* _Problem details_:
Lay out every line of the listing below as a Markdown table with two columns, Row and Listing line, skipping any blank lines.

►

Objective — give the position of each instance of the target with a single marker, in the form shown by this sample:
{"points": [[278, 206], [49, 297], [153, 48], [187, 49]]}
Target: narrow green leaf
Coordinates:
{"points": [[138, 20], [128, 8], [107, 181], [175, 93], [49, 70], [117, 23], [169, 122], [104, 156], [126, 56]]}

◄

* _Written answer_:
| Row | Listing line |
|---|---|
| 1 | Objective — give the position of each instance of the target with a single marker, in the form shown by this sample: |
| 2 | {"points": [[278, 206], [49, 297], [153, 48], [187, 49]]} |
| 3 | Target: narrow green leaf |
| 4 | Coordinates: |
| 5 | {"points": [[138, 20], [128, 8], [107, 181], [175, 93], [49, 70], [117, 23], [169, 122], [104, 156], [126, 56]]} |